> **Document text**
= = = = =

8. Arguments of Mr.K.N.Thampi, learned counsel for the contesting respondents 5 to 7 & 9 to 13:

                     8.1. Per contra, Mr.K.N.Thampi, learned counsel for the contesting respondents, would at the outset state that the first appellate Court has alone interpreted Ex.A2 Will in a proper manner and it was the trial Court which had given a wrong interpretation to the Will of Appavu Nadar. In this regard, he would take me through the Will and also the schedule to the said Will, with specific reference to item No.5, which has been bequeathed to the plaintiff and the first defendant's husband. Mr.K.N.Thampi, learned counsel for the contesting respondents, would further state that the father did not differentiate between the two sons and bestowed benefit upon them equally and there is nothing in the Will to suggest that, he intended to prefer the younger son Thompson by giving him a larger share or that he was not happy that the elder son/Raj and therefore, he was given a lesser extent. In fact, it is also the contention of Mr.K.N.Thampi, learned counsel for the contesting respondents, that even in the Will, Appavu Nadar, dealt with the total available extent of 54 cents, however, as per the allotments made, the extent is only 50 cents and there is a reduction of 4 cents, even at the time of execution of the Will by Appavu Nadar. Further, relying on the Advocate Commissioner's report, Mr.K.N.Thampi, would state that actual available extent is only 35 cents, equally between the plaintiff and the first defendant, now the fourth defendant and the plaintiff cannot unilaterally claim 19½ cents as bequeathed to him, when there is admittedly a shortage of land on ground.

= = = = =

> **What to do**
a: According to the court excerpt, what is the actual available extent of land as stated in the Advocate Commissioner's report?
b: Rewrite the paragraph of the court excerpt that begins "8.1. Per contra, Mr.K.N.Thampi" as a short list that keeps its main facts.
The records are separate material with no link to the court excerpt.

Location annotation dataset excerpts:
= = = = =

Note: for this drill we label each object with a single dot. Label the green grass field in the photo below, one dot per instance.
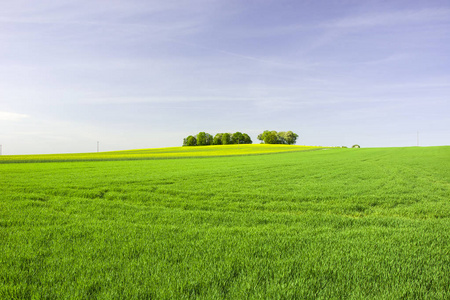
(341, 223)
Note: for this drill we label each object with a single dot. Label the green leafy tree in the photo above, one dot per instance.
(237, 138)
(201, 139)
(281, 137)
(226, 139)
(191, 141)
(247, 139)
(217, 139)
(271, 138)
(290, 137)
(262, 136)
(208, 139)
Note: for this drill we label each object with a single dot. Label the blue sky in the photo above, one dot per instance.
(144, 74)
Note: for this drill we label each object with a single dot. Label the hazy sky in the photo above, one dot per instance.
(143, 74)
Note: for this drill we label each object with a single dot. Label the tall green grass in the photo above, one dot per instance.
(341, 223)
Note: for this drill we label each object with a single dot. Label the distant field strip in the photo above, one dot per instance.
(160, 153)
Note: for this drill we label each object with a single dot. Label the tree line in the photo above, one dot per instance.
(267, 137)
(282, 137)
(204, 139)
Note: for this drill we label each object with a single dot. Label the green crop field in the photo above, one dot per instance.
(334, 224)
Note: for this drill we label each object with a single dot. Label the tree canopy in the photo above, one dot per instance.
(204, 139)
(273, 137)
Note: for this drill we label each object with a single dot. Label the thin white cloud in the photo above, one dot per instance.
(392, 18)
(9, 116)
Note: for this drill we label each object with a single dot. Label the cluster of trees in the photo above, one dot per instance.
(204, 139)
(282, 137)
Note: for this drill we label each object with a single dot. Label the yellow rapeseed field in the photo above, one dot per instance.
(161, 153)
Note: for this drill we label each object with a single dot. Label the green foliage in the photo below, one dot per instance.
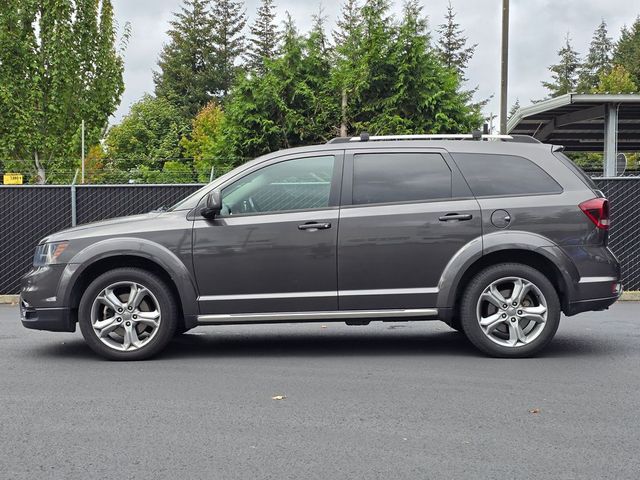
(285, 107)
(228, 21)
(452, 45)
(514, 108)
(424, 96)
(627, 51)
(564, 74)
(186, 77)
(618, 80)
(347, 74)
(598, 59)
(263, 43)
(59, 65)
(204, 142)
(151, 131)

= = = = =

> **Answers below**
a: Only 35 cents.

b:
- Mr.K.N.Thampi, counsel for the contesting respondents, argued that the first appellate Court interpreted the Ex.A2 Will properly and the trial Court interpreted it wrongly.
- He pointed to the Will's schedule, especially item No.5, which was bequeathed to the plaintiff and the first defendant's husband.
- He argued that the father treated his two sons equally, and nothing in the Will shows an intent to give the younger son, Thompson, a larger share.
- He noted that the Will dealt with a total of 54 cents, but the allotments came to only 50 cents, a shortfall of 4 cents even when the Will was executed.
- Relying on the Advocate Commissioner's report, he stated that only 35 cents are actually available, to be shared equally between the plaintiff and the first defendant (now the fourth defendant).
- He argued that, given this admitted shortage of land, the plaintiff cannot unilaterally claim 19½ cents.